* **What the task requires**: Each line of the material is to be written out exactly.

* **Supplied records**:
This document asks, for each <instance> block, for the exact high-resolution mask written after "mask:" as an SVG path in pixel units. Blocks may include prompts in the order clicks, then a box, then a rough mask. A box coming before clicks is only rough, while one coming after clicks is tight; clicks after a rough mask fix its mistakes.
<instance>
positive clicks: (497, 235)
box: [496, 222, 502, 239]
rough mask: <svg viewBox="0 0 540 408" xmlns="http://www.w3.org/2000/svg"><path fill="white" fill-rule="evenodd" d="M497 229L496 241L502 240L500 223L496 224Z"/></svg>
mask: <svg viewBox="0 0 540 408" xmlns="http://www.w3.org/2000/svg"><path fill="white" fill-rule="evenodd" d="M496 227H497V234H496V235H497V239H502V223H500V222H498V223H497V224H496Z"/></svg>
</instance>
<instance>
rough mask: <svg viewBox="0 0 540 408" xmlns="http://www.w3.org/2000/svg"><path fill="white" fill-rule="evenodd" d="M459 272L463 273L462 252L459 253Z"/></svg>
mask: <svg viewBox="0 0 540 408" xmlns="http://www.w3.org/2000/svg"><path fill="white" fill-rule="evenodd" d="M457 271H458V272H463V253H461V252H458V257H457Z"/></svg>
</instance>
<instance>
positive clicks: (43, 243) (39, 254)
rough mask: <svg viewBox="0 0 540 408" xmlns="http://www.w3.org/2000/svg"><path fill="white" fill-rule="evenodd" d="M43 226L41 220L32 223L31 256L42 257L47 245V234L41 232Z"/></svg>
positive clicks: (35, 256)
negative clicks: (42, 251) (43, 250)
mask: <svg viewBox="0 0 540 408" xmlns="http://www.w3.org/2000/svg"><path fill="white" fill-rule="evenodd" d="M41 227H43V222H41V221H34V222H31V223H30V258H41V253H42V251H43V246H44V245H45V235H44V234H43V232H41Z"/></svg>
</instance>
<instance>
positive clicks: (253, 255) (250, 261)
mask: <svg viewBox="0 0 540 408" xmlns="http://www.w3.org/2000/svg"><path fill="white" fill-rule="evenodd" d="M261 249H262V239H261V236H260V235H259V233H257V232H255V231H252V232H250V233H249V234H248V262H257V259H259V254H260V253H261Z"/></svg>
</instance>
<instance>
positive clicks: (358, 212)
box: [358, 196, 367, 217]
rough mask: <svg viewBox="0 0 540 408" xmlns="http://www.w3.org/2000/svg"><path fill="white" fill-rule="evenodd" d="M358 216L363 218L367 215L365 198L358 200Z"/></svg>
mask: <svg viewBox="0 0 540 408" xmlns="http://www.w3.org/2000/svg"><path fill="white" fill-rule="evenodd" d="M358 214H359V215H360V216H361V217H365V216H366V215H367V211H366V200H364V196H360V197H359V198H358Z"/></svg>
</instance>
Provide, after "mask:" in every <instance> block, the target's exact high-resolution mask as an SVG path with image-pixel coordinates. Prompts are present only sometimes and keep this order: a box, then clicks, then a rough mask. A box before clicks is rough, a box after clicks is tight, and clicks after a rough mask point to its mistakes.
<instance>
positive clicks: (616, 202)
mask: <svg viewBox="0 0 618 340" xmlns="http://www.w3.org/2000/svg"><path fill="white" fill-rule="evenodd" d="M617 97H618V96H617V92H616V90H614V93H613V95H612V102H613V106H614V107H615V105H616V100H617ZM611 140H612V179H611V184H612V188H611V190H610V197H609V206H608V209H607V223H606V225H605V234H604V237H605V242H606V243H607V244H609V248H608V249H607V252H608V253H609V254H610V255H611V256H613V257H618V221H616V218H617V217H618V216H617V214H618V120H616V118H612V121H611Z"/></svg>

* **Output for this exercise**:
This document asks, for each <instance> block, for the exact high-resolution mask written after "mask:" as an SVG path in pixel units. Blocks may include prompts in the order clicks, then a box, then a rough mask. A box coming before clicks is only rough, while one coming after clicks is tight; clicks after a rough mask fix its mistakes.
<instance>
positive clicks: (497, 235)
box: [496, 222, 502, 239]
rough mask: <svg viewBox="0 0 540 408" xmlns="http://www.w3.org/2000/svg"><path fill="white" fill-rule="evenodd" d="M497 229L496 241L502 240L500 223L496 224Z"/></svg>
mask: <svg viewBox="0 0 540 408" xmlns="http://www.w3.org/2000/svg"><path fill="white" fill-rule="evenodd" d="M496 227H497V234H496V235H497V239H502V223H500V222H498V223H497V224H496Z"/></svg>
</instance>
<instance>
rough mask: <svg viewBox="0 0 540 408" xmlns="http://www.w3.org/2000/svg"><path fill="white" fill-rule="evenodd" d="M459 272L463 273L462 252L459 253Z"/></svg>
mask: <svg viewBox="0 0 540 408" xmlns="http://www.w3.org/2000/svg"><path fill="white" fill-rule="evenodd" d="M457 271H458V272H463V253H461V252H458V257H457Z"/></svg>
</instance>
<instance>
positive clicks: (43, 243) (39, 254)
rough mask: <svg viewBox="0 0 540 408" xmlns="http://www.w3.org/2000/svg"><path fill="white" fill-rule="evenodd" d="M43 226L41 220L32 223L31 256L42 257L47 245V234L41 232Z"/></svg>
positive clicks: (35, 256)
negative clicks: (42, 251) (43, 250)
mask: <svg viewBox="0 0 540 408" xmlns="http://www.w3.org/2000/svg"><path fill="white" fill-rule="evenodd" d="M41 227H43V222H41V221H34V222H31V223H30V258H41V253H42V251H43V246H44V245H45V235H44V234H43V232H41Z"/></svg>
</instance>
<instance>
positive clicks: (253, 255) (250, 261)
mask: <svg viewBox="0 0 540 408" xmlns="http://www.w3.org/2000/svg"><path fill="white" fill-rule="evenodd" d="M261 249H262V239H261V236H260V235H259V233H257V232H255V231H252V232H250V233H249V234H248V262H257V259H259V254H260V253H261Z"/></svg>
</instance>
<instance>
positive clicks: (358, 212)
box: [358, 196, 367, 217]
rough mask: <svg viewBox="0 0 540 408" xmlns="http://www.w3.org/2000/svg"><path fill="white" fill-rule="evenodd" d="M358 216L363 218L367 215L365 198L358 200Z"/></svg>
mask: <svg viewBox="0 0 540 408" xmlns="http://www.w3.org/2000/svg"><path fill="white" fill-rule="evenodd" d="M358 214H359V215H360V216H361V217H365V216H366V215H367V211H366V200H364V196H360V197H359V198H358Z"/></svg>
</instance>
Provide, after "mask:" in every <instance> block, the target's exact high-resolution mask as an SVG path with image-pixel coordinates. Prompts are present only sometimes and keep this order: a box, then clicks, then a rough mask. A box before clicks is rough, a box after clicks is tight, and clicks after a rough mask point to its mistakes.
<instance>
positive clicks: (616, 202)
mask: <svg viewBox="0 0 618 340" xmlns="http://www.w3.org/2000/svg"><path fill="white" fill-rule="evenodd" d="M617 97H618V96H617V92H616V90H614V93H613V95H612V102H613V106H614V107H615V105H616V100H617ZM611 140H612V179H611V184H612V188H611V190H610V197H609V206H608V209H607V223H606V225H605V234H604V237H605V242H606V243H607V244H609V248H608V249H607V252H608V253H609V254H610V255H611V256H613V257H618V221H616V218H617V217H618V216H617V214H618V120H616V118H612V121H611Z"/></svg>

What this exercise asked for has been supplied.